Restate all of the following data exactly, keeping any images out of the copy.

======== Data extract ========

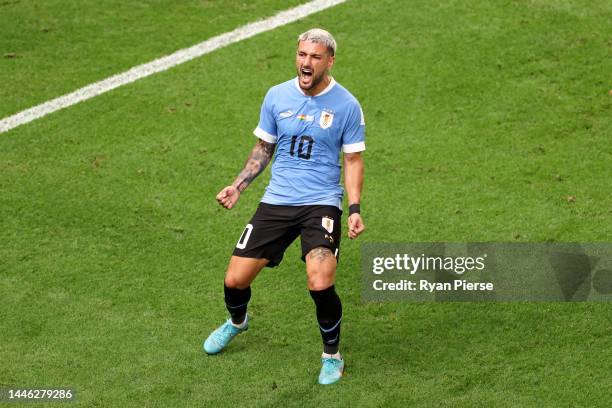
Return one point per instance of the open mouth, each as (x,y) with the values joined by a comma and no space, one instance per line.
(306,73)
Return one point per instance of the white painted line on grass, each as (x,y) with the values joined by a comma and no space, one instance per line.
(164,63)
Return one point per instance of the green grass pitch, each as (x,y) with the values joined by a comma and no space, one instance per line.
(486,121)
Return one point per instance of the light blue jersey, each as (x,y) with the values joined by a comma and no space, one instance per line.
(309,132)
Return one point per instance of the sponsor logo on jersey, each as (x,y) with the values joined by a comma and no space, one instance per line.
(326,119)
(305,118)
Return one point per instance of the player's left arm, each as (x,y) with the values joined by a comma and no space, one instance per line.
(353,183)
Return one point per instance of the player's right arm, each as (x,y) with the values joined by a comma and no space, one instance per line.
(256,163)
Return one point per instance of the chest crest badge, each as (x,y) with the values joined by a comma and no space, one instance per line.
(326,119)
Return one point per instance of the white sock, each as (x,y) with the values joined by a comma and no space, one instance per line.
(337,356)
(241,325)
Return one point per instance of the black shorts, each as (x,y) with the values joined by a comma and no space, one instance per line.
(274,227)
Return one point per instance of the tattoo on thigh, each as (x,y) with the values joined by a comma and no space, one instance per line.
(320,254)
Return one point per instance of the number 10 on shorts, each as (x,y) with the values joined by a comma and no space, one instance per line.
(244,238)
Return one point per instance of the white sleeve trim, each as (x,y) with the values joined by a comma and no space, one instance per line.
(354,147)
(263,135)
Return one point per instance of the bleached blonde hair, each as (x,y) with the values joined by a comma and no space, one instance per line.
(318,35)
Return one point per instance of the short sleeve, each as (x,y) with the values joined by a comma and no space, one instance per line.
(353,137)
(266,129)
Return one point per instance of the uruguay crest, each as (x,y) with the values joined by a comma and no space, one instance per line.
(326,119)
(328,224)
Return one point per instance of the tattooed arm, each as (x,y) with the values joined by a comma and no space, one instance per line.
(256,163)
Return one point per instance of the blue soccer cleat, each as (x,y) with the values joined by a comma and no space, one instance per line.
(331,371)
(220,338)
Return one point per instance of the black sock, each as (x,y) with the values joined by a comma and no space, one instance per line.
(329,316)
(236,301)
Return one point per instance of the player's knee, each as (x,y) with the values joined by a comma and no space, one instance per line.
(234,282)
(319,283)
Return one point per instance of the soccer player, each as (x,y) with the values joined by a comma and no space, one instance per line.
(304,123)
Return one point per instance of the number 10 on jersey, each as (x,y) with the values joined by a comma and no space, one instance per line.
(304,148)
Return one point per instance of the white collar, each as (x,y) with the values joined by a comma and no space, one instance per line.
(323,92)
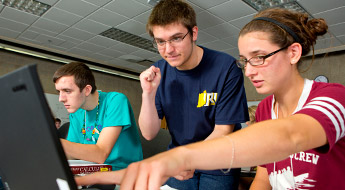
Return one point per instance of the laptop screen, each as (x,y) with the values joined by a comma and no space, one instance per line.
(31,154)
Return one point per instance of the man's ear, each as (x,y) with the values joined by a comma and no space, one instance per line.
(87,90)
(195,33)
(295,53)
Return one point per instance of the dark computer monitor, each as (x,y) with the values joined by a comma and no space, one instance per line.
(31,155)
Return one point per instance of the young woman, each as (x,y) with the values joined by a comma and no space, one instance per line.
(299,134)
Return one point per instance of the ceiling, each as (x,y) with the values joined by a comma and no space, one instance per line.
(73,28)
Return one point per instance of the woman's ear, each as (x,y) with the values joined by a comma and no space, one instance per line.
(195,33)
(88,89)
(295,53)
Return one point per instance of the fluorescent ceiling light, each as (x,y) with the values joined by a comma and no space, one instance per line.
(128,38)
(287,4)
(29,6)
(152,2)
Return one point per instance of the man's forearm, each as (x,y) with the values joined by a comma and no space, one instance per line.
(149,121)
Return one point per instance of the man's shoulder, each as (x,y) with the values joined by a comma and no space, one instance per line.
(113,95)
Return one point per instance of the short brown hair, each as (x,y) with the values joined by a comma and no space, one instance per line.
(306,29)
(81,72)
(170,11)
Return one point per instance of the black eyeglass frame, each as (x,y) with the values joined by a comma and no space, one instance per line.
(263,57)
(154,42)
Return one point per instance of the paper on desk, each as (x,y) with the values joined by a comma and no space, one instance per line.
(166,187)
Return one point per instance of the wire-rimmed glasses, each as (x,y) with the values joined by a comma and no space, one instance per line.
(160,44)
(256,60)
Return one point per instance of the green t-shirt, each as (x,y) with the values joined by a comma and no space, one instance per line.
(114,110)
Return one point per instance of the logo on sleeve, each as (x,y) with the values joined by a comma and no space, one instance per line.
(207,99)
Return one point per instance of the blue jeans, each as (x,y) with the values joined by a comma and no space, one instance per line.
(202,181)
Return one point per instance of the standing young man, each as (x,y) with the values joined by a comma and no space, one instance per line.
(102,125)
(199,91)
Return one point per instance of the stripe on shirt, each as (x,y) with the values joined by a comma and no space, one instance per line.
(320,102)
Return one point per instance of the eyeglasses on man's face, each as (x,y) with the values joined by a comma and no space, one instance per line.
(160,44)
(256,60)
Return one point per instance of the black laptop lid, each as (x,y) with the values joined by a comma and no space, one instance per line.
(31,156)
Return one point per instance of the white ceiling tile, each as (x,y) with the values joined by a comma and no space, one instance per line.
(232,51)
(144,2)
(317,6)
(136,67)
(91,26)
(144,17)
(204,37)
(131,16)
(69,39)
(29,34)
(119,62)
(207,4)
(102,41)
(111,52)
(8,33)
(90,47)
(62,49)
(205,20)
(68,45)
(98,2)
(107,17)
(41,31)
(338,29)
(129,8)
(78,51)
(144,54)
(18,16)
(49,2)
(197,9)
(12,25)
(28,40)
(78,34)
(98,56)
(238,9)
(232,40)
(341,39)
(146,35)
(125,48)
(133,27)
(62,16)
(49,25)
(48,40)
(222,30)
(77,7)
(241,22)
(334,16)
(327,43)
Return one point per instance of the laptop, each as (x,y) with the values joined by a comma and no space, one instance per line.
(31,155)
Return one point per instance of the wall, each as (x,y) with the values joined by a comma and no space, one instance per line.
(131,88)
(331,65)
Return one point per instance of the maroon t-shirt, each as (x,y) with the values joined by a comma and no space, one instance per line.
(317,168)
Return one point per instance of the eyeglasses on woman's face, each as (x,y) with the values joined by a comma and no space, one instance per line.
(176,40)
(256,60)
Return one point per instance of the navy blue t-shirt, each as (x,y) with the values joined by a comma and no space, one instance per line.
(193,101)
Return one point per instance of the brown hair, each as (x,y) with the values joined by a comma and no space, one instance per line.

========

• **Task response**
Return one point per instance of the open mouth, each as (x,y) with the values joined by a comma and no space, one instance per line.
(306,73)
Return one point per instance of the white painted line on grass, each as (x,y) with the values joined by a comma and no space, one instance per line.
(164,63)
Return one point per instance of the green grass pitch, each as (x,y) with the values joined by a comma and no space, one instance per line.
(486,121)
Return one point per instance of the light blue jersey, each as (x,y) with the values joined by a comma and no space, one instance per line.
(309,132)
Return one point per instance of the sponsor logo on jersey, each as (x,y) with the values joined by a comma and no space, one instance per line.
(326,119)
(305,118)
Return one point per instance of the player's left arm, each as (x,y) with the values joined by a comma and no space, one instance per line.
(353,183)
Return one point per instance of the player's right arm, each as (x,y) with the values joined by a comma and no space, one instance per line.
(256,163)
Return one point per instance of the chest crest badge, each as (x,y) with the values joined by a comma and no space, one instance per line.
(326,119)
Return one point per instance of the white sock, each as (x,y) with the values joined by a comma and no space, one instance per line.
(337,356)
(241,325)
Return one point per instance of the black shorts, each as (x,y) with the values joined by a comma and no space, one instance per line.
(274,227)
Return one point per instance of the tattoo on thigh, each as (x,y) with the values joined by a comma and no space, one instance per line.
(320,254)
Return one point per instance of the number 10 on shorts, each as (x,y) with the values joined by a comma and no space, one instance per line.
(244,238)
Return one point per instance of the white sleeve trim, each as (x,y) with the values joined by a comma and no space, one instance per line.
(354,147)
(263,135)
Return one point per instance of the bleached blonde hair, each as (x,y) with the values joined by a comma and no space, one instance per line.
(318,35)
Return one point per instance of the short sleeve, each as (x,y) with the values joined by a comma and no space, one instance per line.
(353,137)
(266,129)
Return one point per instance of the uruguay crest, each as (x,y) with the values joined by a comma and no space, one instance per line.
(326,119)
(328,224)
Return one point per instance of the tattooed arm, each as (x,y) with the values joined by a comma and no space, one instance per line.
(256,163)
Return one point per instance of the blue soccer cleat, each as (x,y) with the values joined by a comma and no space, one instance per line.
(331,371)
(220,338)
Return one point per instance of the black sock, each as (x,y) with the values joined by a comma and no space, one instance per line.
(329,316)
(236,301)
Return one point per instance of the player's knee, each as (x,y) with the values joined by a comma and no space, one instance per line.
(234,282)
(319,283)
Return one point per instance of the soccer player, each as (x,y) with the values joined by a comma and no space, one instance per line.
(304,123)
Return one point per instance of the number 10 on jersey, each as (x,y) with the values joined by a comma and no space, one instance per line.
(304,148)
Return one point per instance of the white collar, each as (x,y) with the values joined by a comma and no space, one instance per line.
(323,92)
Return one point per instance of the laptop screen, each as (x,y) with the values joined by a comma and no space, one instance per line.
(31,154)
Return one point per instance of the man's ear, each as (x,y) with the values joined by a comma and no space, one instance per line.
(87,90)
(195,33)
(295,53)
Return one point per instance of the dark computer monitor, each as (x,y) with the values joined by a comma and no space, one instance per line.
(31,155)
Return one point per instance of the young woman, each as (x,y) with the values joined by a comma and no space, one instance per line.
(299,134)
Return one point per instance of the ceiling, each as (x,y) with the values joined by a comma and no space, one instance per line.
(73,28)
Return one point per instance of the woman's ear, each as (x,y) with the values joined by a comma and no space, one instance per line.
(195,33)
(88,89)
(295,53)
Return one point per instance of the fluorescent ceiling light, each as (x,y) with the values joined by a comma and no space, one instance per line.
(128,38)
(287,4)
(29,6)
(152,2)
Return one point per instance of the man's forearm, each as (x,y) with the values joined by a comma and no space, one instance per line.
(149,121)
Return one point per instance of the man's shoulder, each as (x,y) with the values joined by a comma and no space, one instance per line.
(113,95)
Return one point per instance of the short brown hair, each as (x,y) with the values joined by a comma and no space, one instance per line.
(306,29)
(81,72)
(170,11)
Return one point per instance of the black eyeglass frame, each as (x,y) with the values joined by a comma and no space, one instance per line.
(263,57)
(154,42)
Return one point per instance of the paper on desk, each as (x,y) with the values joined by a comma and no space, one instance per line.
(166,187)
Return one point per instance of the wire-rimmed glasses, each as (x,y) with the values joined by a comma and no space, one instance per line.
(160,44)
(256,60)
Return one point per instance of the green t-shirt, each as (x,y) with the values joined by a comma and no space, one instance per line.
(114,110)
Return one point per instance of the logo on sleeve, each as (x,y) with the values joined by a comma and no space, one instance per line.
(207,99)
Return one point per instance of the blue jeans, each as (x,y) with the values joined by a comma and no space, one instance per line.
(202,181)
Return one point per instance of the standing young man, each as (x,y) with the values joined by a comma and no space, one instance per line.
(102,125)
(199,91)
Return one point per instance of the stripe on shirt, each as (x,y) with the values joined by a comma and no space, one instance per line.
(320,102)
Return one point per instance of the eyeglasses on man's face, each as (x,y) with the values joined by a comma and no space, one instance per line.
(160,44)
(256,60)
Return one point per instance of the black laptop lid, each as (x,y) with the values joined by a comma and no space, one instance per line.
(31,156)
Return one point per instance of the white ceiling tile, each as (x,y) with the values joined by a comma and no space, one instance per line.
(232,51)
(144,2)
(317,6)
(136,67)
(91,26)
(144,17)
(204,37)
(131,16)
(69,39)
(29,34)
(119,62)
(207,4)
(102,41)
(111,52)
(8,33)
(90,47)
(62,49)
(205,20)
(68,45)
(98,2)
(107,17)
(41,31)
(338,29)
(129,8)
(78,51)
(144,54)
(18,16)
(49,2)
(197,9)
(12,25)
(28,40)
(78,34)
(98,56)
(238,9)
(232,40)
(341,39)
(146,35)
(125,48)
(133,27)
(62,16)
(49,25)
(48,40)
(222,30)
(77,7)
(241,22)
(334,16)
(327,43)
Return one point per instance of the laptop, each as (x,y) with the values joined by a comma and no space, one instance per line.
(31,155)
Return one point per instance of the wall, each as (x,y) with the values joined by a comma and no space, one instance per line.
(131,88)
(331,65)
Return one point per instance of the maroon t-shirt, each as (x,y) with the values joined by a comma and no space, one instance per line.
(317,168)
Return one point per instance of the eyeglasses on woman's face, each as (x,y) with the values joined by a comma and no space, one instance per line.
(176,40)
(256,60)
Return one point per instance of the navy blue t-shirt, each as (x,y) with the values joined by a comma and no space, one instance per line.
(193,101)
Return one point per instance of the brown hair, each as (x,y) with the values joined by a comma and no space, one instance per line.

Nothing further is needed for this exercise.